----- TEXT UNDER STUDY
During the previous inspection on 23 February 2016 we found that the areas where the practice must make improvements were:

  • To ensure that significant events are investigated and discussed thoroughly, actions taken and lessons learnt and disseminated and to ensure that the accuracy of recording of significant events and complaints is more robust.

This report should be read in conjunction with the last report from 23 February 2016. The report from our last comprehensive inspection can be read by selecting the 'all reports' link on our website at www.cqc.org.uk.

During this inspection we found that:

  • Significant events were seen to have been investigated and discussed thoroughly, actions were taken and lessons learnt. We saw that learning points were disseminated to staff and that the recording of significant events and complaints was accurate.

Professor Steve Field (CBE FRCP FFPH FRCGP) 

Chief Inspector of General Practice

Inspection carried out on 23 February 2016

During a routine inspection

Letter from the Chief Inspector of General Practice

We carried out an announced comprehensive inspection at High Glades Medical Centre on 23 February 2016. Overall the practice is rated as good.

Our key findings across all the areas we inspected were as follows:

  • There was an open and transparent approach to safety. Staff were aware of their responsibilities to safety and reported significant events.
----------
----- STUDY MATERIAL
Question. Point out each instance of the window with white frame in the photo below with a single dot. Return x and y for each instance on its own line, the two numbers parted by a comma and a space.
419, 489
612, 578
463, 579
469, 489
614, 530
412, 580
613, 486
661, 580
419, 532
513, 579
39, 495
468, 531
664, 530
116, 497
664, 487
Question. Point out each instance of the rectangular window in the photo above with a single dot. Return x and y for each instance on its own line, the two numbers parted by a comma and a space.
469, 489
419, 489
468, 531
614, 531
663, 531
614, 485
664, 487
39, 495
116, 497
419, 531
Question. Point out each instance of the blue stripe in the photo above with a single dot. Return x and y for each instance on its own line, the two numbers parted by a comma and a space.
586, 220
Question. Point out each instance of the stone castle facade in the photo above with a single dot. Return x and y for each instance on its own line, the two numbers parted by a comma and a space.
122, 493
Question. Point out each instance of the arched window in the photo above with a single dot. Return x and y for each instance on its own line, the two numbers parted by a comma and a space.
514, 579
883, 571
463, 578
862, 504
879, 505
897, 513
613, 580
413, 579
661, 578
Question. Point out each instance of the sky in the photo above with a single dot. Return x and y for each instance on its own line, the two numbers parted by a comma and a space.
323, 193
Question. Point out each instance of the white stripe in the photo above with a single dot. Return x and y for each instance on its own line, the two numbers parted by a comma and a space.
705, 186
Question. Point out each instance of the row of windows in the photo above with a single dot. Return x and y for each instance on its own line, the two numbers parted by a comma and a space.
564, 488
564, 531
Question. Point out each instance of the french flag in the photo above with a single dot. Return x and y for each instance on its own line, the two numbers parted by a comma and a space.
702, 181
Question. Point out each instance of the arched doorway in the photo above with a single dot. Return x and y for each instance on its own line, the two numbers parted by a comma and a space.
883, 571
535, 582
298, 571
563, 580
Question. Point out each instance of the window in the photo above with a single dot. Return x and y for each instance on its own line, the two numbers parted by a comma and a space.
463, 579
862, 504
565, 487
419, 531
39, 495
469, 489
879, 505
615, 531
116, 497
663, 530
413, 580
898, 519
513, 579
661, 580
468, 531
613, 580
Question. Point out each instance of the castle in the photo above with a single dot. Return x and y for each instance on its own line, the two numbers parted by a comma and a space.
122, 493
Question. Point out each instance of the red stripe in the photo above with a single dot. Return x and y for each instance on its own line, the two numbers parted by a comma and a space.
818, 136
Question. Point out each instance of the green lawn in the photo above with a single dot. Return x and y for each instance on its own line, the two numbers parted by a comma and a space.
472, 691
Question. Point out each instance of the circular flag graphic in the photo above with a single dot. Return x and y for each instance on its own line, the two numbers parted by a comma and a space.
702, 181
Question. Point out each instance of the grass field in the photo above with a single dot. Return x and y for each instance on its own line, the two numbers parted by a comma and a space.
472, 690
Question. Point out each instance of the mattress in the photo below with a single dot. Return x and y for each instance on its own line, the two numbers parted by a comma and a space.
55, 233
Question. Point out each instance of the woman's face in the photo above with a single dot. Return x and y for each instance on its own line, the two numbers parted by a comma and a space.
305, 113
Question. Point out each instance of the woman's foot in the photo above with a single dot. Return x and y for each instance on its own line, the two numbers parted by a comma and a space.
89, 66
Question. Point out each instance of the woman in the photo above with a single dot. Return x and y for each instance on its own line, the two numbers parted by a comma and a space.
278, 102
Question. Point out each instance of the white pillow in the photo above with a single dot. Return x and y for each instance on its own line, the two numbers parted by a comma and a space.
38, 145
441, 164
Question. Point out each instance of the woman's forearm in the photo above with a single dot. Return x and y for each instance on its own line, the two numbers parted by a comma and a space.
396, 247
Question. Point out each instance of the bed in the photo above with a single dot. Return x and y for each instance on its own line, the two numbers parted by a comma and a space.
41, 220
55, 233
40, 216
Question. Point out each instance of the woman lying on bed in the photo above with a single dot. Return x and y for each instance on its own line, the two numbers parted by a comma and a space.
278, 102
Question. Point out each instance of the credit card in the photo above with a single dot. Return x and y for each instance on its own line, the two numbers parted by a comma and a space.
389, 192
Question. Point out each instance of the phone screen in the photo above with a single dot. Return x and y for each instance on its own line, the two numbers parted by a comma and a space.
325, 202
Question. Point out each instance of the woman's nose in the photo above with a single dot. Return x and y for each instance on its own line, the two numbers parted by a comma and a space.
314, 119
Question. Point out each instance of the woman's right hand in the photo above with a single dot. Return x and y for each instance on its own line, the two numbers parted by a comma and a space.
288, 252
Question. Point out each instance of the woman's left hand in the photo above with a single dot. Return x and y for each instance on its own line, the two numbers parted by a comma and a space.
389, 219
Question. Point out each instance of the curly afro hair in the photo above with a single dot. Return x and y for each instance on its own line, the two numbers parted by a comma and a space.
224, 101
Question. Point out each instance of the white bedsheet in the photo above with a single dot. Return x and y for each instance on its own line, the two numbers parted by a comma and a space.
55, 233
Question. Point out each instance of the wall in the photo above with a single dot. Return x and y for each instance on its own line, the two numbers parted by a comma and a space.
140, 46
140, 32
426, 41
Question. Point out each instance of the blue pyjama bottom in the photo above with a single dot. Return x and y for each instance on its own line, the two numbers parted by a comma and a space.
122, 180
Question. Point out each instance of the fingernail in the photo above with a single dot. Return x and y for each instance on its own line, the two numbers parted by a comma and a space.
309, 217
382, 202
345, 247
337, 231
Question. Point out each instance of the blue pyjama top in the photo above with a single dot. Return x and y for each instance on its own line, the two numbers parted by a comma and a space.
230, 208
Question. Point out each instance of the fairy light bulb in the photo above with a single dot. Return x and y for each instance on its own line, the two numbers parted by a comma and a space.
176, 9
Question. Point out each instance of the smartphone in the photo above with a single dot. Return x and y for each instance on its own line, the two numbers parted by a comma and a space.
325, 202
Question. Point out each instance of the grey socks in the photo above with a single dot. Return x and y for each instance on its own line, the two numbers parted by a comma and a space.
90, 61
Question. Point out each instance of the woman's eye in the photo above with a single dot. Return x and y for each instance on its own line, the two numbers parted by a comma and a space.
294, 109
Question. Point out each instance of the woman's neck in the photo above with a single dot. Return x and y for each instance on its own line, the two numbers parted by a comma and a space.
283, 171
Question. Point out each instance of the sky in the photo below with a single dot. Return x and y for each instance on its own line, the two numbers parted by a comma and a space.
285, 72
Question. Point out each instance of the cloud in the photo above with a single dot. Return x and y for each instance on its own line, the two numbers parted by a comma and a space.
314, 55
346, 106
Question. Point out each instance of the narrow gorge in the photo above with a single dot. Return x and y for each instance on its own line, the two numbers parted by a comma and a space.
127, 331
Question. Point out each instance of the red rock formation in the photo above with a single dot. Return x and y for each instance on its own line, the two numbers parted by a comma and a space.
----------
■ **WORK ORDER 1**: For each statement, say whether it agrees with the inspection report, answering yes or no and quoting the words of the report that decide it. (a) The comprehensive inspection at High Glades Medical Centre was announced. (b) The practice was rated overall as requiring improvement. (c) In the later inspection, the recording of significant events and complaints was found to be accurate.
■ **WORK ORDER 2**: Reproduce the part of the inspection report that begins at the words "During the previous" and stops after the words "FRCP FFPH FRCGP)".
The listing plays no part in this work.

■ **TASK RESPONSE 1**:
(a) Yes: "We carried out an announced comprehensive inspection at High Glades Medical Centre on 23 February 2016."
(b) No: "Overall the practice is rated as good."
(c) Yes: "the recording of significant events and complaints was accurate."

■ **TASK RESPONSE 2**:
During the previous inspection on 23 February 2016 we found that the areas where the practice must make improvements were:

  • To ensure that significant events are investigated and discussed thoroughly, actions taken and lessons learnt and disseminated and to ensure that the accuracy of recording of significant events and complaints is more robust.

This report should be read in conjunction with the last report from 23 February 2016. The report from our last comprehensive inspection can be read by selecting the 'all reports' link on our website at www.cqc.org.uk.

During this inspection we found that:

  • Significant events were seen to have been investigated and discussed thoroughly, actions were taken and lessons learnt. We saw that learning points were disseminated to staff and that the recording of significant events and complaints was accurate.

Professor Steve Field (CBE FRCP FFPH FRCGP)